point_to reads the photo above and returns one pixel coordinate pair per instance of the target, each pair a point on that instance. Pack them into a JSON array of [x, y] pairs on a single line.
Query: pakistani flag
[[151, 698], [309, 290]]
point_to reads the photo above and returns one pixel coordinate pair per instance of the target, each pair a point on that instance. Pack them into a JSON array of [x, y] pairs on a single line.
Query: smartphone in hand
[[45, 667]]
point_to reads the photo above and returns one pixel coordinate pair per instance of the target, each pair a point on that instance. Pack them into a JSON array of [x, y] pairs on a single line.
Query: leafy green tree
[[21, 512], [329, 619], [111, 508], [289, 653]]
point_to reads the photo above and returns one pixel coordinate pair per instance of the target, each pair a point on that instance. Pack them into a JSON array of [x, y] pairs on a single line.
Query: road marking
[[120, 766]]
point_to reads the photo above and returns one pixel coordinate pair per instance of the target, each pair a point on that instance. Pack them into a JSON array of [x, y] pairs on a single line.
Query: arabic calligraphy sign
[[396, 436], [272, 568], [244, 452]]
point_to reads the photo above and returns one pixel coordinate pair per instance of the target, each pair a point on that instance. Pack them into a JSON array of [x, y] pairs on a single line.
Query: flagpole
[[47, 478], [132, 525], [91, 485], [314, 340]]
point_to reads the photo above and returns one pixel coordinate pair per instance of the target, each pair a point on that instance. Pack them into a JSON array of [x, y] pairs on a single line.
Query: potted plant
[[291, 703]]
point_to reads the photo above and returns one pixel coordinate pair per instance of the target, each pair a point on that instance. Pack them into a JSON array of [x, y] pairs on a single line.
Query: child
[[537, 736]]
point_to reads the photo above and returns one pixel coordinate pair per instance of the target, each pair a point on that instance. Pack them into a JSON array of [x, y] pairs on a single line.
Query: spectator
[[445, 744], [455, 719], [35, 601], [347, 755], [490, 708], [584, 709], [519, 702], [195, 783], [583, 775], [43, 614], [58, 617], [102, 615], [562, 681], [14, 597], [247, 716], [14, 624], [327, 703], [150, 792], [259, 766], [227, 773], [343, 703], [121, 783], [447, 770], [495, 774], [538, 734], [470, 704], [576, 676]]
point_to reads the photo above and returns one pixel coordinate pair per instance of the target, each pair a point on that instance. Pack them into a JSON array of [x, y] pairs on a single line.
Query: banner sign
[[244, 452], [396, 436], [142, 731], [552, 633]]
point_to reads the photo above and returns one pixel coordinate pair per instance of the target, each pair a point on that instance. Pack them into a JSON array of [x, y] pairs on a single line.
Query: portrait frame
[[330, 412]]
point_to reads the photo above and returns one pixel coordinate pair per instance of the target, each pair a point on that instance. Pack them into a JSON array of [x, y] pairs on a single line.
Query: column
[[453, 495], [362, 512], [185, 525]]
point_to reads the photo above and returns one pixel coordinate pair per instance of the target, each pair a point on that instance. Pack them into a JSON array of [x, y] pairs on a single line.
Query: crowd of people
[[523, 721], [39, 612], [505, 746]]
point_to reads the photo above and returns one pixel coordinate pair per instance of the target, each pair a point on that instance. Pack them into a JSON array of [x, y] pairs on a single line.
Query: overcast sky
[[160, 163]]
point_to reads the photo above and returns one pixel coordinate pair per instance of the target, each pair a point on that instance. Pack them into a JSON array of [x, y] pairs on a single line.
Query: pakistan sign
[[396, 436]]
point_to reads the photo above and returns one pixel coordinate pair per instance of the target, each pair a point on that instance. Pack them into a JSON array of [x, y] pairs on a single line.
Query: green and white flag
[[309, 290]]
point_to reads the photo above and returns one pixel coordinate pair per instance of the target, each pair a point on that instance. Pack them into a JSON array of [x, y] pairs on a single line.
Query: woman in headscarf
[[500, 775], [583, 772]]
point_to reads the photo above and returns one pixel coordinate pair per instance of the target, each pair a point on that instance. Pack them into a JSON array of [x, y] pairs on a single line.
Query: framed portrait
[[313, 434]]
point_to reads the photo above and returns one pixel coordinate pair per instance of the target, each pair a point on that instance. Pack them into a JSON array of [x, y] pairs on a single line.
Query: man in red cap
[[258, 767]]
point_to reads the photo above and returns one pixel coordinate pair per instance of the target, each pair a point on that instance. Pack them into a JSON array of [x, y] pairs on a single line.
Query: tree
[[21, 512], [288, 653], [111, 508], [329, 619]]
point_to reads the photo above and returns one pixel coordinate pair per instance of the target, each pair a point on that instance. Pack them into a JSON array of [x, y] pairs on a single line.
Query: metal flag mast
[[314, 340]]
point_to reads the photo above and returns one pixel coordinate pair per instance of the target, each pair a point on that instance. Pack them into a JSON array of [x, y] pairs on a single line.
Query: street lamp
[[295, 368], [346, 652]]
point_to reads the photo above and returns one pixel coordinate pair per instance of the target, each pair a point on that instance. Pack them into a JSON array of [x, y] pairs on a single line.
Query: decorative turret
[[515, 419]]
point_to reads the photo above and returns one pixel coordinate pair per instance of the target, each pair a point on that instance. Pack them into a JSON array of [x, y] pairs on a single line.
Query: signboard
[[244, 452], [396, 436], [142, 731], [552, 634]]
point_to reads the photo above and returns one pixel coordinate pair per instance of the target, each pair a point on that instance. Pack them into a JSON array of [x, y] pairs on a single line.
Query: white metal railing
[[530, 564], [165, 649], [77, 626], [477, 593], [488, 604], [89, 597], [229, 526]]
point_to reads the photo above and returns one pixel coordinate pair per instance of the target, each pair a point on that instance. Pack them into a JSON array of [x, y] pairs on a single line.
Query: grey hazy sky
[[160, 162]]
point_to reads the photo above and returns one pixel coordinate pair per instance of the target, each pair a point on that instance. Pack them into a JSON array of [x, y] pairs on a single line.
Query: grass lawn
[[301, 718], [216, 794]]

___

What you will do.
A faithful, complete reproduction of the listing above is requested.

Response.
point_to reads the photo above and returns one pixel coordinate pair per instance of the target, each pair a point on that instance. Pack them into a JSON array of [x, y] pairs on a single line.
Query: pakistani flag
[[151, 698], [309, 290]]
point_to reads the photo above and returns one pixel coordinate pair per instance of the target, each pair a point on that instance. Pack them into a JSON array of [x, y] pairs on a single line.
Query: smartphone in hand
[[45, 667]]
point_to reads the photo above and returns one pixel coordinate pair per instance of the target, each pair a point on that instance. Pack them into a JSON array of [x, y] pairs on a single line.
Query: leafy green tree
[[21, 512], [329, 619], [111, 508], [289, 653]]
point_to reads the photo above and returns one pixel coordinate pair per instance of the target, each pair a point on that instance. Pack them into a JSON array of [x, y] pairs on a single line.
Query: road marking
[[120, 766]]
point_to reads the photo above and returns one pixel coordinate pair per instance of the target, each pair a point on that instance. Pack them into a JSON array of [x, y] pairs on a single line.
Query: arabic calligraphy sign
[[396, 436], [272, 568], [244, 452]]
point_to reads the photo above and returns one pixel coordinate pair per instance of the target, each pair a point on that instance. Pack them into a JSON array of [x, y] pairs on a single line.
Query: flagpole
[[47, 478], [132, 525], [91, 485], [314, 340]]
point_to reads the photo above and returns one pixel coordinate pair per instance of the target, each pair a point on that instance. Pack them into a JSON array of [x, y] pairs on a single line.
Query: potted plant
[[291, 703]]
point_to reads the photo above and returns one pixel coordinate pair per instance of the target, each pair a point on that instance. Pack them into a JSON array of [x, y] pairs on a single line.
Query: child
[[537, 736]]
point_to reads the photo above and returns one pixel coordinate pair per instance of the target, each pair a point on that instance. Pack them into a JSON array of [x, y] pairs on a single line.
Query: spectator
[[445, 744], [455, 719], [35, 601], [347, 755], [490, 708], [584, 709], [519, 702], [195, 783], [583, 775], [43, 614], [58, 617], [102, 615], [562, 681], [14, 597], [247, 716], [14, 624], [327, 703], [150, 792], [259, 766], [227, 773], [343, 703], [121, 783], [447, 770], [495, 774], [538, 734], [470, 704], [576, 676]]
point_to reads the photo above and returns one pixel coordinate pair per instance of the target, each pair a point on that instance. Pack them into a JSON array of [x, y] pairs on a single line.
Query: banner sign
[[244, 452], [396, 436], [142, 731], [552, 633]]
point_to reads the photo above and returns one pixel coordinate pair per instance of the target, each pair a point on that instance. Pack them into a JSON array of [x, y] pairs on a single line.
Query: portrait frame
[[330, 412]]
point_to reads the photo above and returns one pixel coordinate pair per instance of the target, each pair a point on that instance. Pack them into a JSON array of [x, y] pairs on a single line.
Query: column
[[453, 495], [362, 512], [185, 525]]
point_to reads the photo above and returns one pixel coordinate pair per instance of the target, each pair a point on that instance. Pack them into a JSON array of [x, y] pairs on a single line.
Query: crowd of people
[[523, 721], [39, 612], [505, 746]]
point_to reads the photo above and returns one pixel coordinate pair per instance of the target, each pair a point on that instance. Pack them into a JSON array of [x, y] pairs on a single line.
Query: overcast sky
[[160, 163]]
point_to reads the photo above and returns one pixel coordinate pair per instance of the target, each pair a point on that instance. Pack them into a JSON array of [x, y] pairs on a single line.
Query: pakistan sign
[[396, 436]]
point_to reads the photo above and returns one pixel coordinate pair per instance of the target, each pair a point on that instance. Pack them into a JSON array of [x, y] pairs on a single line.
Query: green and white flag
[[309, 290]]
point_to reads the photo above and returns one pixel coordinate pair per instance of the target, each pair a point on that instance. Pack them into a JSON array of [x, y] pairs on a single line.
Query: woman in headscarf
[[500, 775], [583, 772]]
point_to reads the photo above and returns one pixel coordinate pair per instance of the target, each pair a point on that instance. Pack them into a JSON array of [x, y] pairs on a single line.
Query: framed portrait
[[313, 434]]
point_to reads the photo above and returns one pixel coordinate pair per instance of the target, each pair a point on that instance. Pack them into a JSON array of [x, y] pairs on a single line.
Query: man in red cap
[[258, 767]]
point_to reads the photo above and returns one pixel coordinate pair per instance of the target, each pair a point on that instance. Pack them into a JSON array of [x, y] pairs on a single line.
Query: tree
[[21, 512], [288, 653], [111, 508], [329, 619]]
point_to reads the photo above and returns one pixel coordinate pair per instance of the target, each pair a point on that instance. Pack them into a JSON array of [x, y] pairs on a single line.
Query: metal flag mast
[[314, 340]]
point_to reads the photo above and returns one pixel coordinate pair per instance of the target, each pair a point on that instance. Pack them into a JSON array of [x, y] pairs on a single line.
Query: street lamp
[[295, 368], [346, 652]]
point_to reads the photo above and returns one pixel coordinate pair per instance of the target, each pair a point on that instance. Pack them into a JSON array of [x, y] pairs on a single line.
Query: decorative turret
[[515, 419]]
point_to reads the photo above and returns one pixel coordinate pair per instance of the target, each pair a point on that instance. Pack them into a JSON array of [x, y] pairs on a single line.
Query: signboard
[[244, 452], [396, 436], [142, 731], [552, 634]]
point_to reads the photo above and returns one pixel coordinate pair per instance of the target, each pair a point on that instance. Pack them into a JSON array of [x, y] pairs on a single line.
Query: white metal railing
[[530, 564], [165, 649], [77, 626], [477, 593], [488, 604], [89, 597], [229, 526]]
point_to reads the photo above and returns one pixel coordinate pair per instance of the target, each pair a point on that instance. Pack them into a JSON array of [x, y] pairs on a single line.
Query: grey hazy sky
[[160, 162]]
point_to reads the photo above and returns one pixel coordinate pair per instance of the target, each pair a point on that instance. Pack them into a JSON array of [x, y] pairs on a single line.
Query: grass lawn
[[301, 718], [216, 794]]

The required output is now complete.